Exercise passage Start Marker

Synergistic Therapeutic Potential of Resveratrol–Quercetin Loaded Selenium Nanoparticles: Synthesis, Characterization, and In Vitro Pharmacological Evaluation

Chronic diseases such as diabetes, inflammation, and oxidative stress continue to pose major global health challenges, while conventional therapies remain limited by poor bioavailability and side effects. Natural polyphenols like resveratrol and quercetin are well known for their antioxidant, anti-inflammatory, and antidiabetic properties, yet their clinical potential is restricted due to rapid metabolism and low solubility. Nanotechnology-based approaches offer a promising solution by enhancing stability, solubility, and targeted delivery of such bioactive compounds. In this study, resveratrol–quercetin functionalized selenium nanoparticles (QR-SeNPs) were synthesized using a green reduction method, with the phytochemicals serving as both reducing and stabilizing agents. The nanoparticles were characterized by UV–Vis spectroscopy, SEM, FTIR, DLS, zeta potential, and XRD, confirming spherical morphology, nanoscale size (200–300 nm), good colloidal stability (–30 to − 40 mV), and predominantly amorphous structure. Biological evaluations revealed that QR-SeNPs exhibited strong anti-inflammatory activity, achieving ~ 80% inhibition of protein denaturation at 50 µg/mL, alongside potent antioxidant activity with ~ 90% scavenging in DPPH and H₂O₂ assays. In antidiabetic assays, they demonstrated significant enzyme inhibition (81% for α-amylase and 75% for β-glucosidase), comparable to standard drugs. Cytotoxicity assessment showed minimal lethality at therapeutic concentrations, with moderate effects observed only at higher doses. These findings indicate that green-synthesized QR-SeNPs represent a multifunctional and biocompatible nanoplatform with strong potential for managing oxidative stress, inflammation, and diabetes, warranting further in vivo and mechanistic investigations.

Exercise passage End Marker
Given records Start Marker

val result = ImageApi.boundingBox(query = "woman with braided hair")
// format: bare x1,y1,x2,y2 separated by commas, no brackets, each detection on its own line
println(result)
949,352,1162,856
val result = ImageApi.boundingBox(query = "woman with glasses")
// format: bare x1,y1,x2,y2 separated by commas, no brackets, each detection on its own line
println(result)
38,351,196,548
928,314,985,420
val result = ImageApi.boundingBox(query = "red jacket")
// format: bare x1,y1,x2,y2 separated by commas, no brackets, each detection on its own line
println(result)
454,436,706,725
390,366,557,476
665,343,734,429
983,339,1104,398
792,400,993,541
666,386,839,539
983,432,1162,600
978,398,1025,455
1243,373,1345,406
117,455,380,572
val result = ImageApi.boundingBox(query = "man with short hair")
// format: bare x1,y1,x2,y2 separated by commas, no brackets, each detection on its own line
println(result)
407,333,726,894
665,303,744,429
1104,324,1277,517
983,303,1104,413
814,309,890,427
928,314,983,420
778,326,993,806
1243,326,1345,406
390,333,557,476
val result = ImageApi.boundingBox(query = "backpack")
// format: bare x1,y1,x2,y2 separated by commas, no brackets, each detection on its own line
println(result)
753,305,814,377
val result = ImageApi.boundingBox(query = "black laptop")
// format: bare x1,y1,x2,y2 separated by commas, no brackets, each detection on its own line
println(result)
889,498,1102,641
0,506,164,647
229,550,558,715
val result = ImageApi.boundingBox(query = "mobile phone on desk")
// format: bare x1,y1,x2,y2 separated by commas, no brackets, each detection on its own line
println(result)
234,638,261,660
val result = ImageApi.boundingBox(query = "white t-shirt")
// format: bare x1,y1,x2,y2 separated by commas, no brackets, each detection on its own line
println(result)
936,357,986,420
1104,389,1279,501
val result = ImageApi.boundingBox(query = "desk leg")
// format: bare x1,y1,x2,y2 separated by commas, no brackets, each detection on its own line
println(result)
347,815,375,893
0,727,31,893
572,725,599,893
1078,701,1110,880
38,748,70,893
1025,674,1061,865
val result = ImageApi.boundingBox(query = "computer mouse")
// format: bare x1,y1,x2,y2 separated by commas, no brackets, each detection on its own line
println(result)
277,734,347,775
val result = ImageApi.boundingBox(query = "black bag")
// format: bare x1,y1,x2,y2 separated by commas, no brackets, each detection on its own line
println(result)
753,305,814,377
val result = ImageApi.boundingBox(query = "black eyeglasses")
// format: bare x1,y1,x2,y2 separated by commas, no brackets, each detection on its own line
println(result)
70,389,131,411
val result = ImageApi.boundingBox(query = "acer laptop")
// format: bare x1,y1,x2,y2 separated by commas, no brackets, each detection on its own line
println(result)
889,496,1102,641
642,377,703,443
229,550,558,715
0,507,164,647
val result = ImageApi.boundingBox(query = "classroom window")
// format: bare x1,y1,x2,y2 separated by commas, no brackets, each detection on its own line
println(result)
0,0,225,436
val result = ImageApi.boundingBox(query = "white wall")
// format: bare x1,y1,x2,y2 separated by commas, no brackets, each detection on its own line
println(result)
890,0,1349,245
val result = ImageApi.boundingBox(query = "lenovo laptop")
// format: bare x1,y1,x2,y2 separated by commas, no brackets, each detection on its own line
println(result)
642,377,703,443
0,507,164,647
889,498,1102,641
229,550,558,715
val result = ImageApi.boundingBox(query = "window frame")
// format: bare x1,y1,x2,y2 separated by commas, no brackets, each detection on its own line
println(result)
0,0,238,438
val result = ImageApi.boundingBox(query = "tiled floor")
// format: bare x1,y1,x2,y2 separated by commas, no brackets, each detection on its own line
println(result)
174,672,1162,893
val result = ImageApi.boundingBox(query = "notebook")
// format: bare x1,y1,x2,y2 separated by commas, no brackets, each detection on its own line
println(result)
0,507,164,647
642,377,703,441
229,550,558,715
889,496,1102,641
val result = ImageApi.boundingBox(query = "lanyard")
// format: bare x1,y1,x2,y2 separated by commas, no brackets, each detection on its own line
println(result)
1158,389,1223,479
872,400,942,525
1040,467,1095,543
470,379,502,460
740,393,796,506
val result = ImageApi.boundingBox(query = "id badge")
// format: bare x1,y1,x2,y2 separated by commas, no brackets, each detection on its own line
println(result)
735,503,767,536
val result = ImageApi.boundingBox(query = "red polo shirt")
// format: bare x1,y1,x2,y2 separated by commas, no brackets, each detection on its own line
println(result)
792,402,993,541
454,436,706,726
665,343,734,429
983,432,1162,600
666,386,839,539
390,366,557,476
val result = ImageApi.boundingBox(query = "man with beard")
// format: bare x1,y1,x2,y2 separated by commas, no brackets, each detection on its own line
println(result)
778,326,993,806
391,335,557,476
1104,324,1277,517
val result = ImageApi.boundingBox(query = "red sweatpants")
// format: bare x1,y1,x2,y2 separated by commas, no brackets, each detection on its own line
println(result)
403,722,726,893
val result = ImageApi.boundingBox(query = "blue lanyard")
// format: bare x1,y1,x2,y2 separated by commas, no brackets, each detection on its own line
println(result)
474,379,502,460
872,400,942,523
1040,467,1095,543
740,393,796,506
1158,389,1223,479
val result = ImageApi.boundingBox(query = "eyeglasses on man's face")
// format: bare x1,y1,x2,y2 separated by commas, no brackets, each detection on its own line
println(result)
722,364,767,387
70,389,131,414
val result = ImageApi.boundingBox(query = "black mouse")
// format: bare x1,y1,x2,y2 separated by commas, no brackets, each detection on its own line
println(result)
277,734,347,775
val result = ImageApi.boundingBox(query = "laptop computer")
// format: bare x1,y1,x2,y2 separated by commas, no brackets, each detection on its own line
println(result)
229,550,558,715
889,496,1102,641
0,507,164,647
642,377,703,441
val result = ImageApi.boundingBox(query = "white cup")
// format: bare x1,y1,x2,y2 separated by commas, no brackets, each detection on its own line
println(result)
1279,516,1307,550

Given records End Marker

**Brief:** Sum up the text on resveratrol–quercetin selenium nanoparticles in two sentences.

**Output for this task:** Resveratrol–quercetin functionalized selenium nanoparticles (QR-SeNPs) were made by a green reduction method, with the two phytochemicals acting as both reducing and stabilizing agents, and characterization showed spherical, mostly amorphous particles of 200–300 nm with good colloidal stability. In vitro, they showed strong anti-inflammatory, antioxidant, and antidiabetic activity with minimal lethality at therapeutic concentrations, which marks them as a multifunctional, biocompatible nanoplatform that warrants further in vivo and mechanistic study.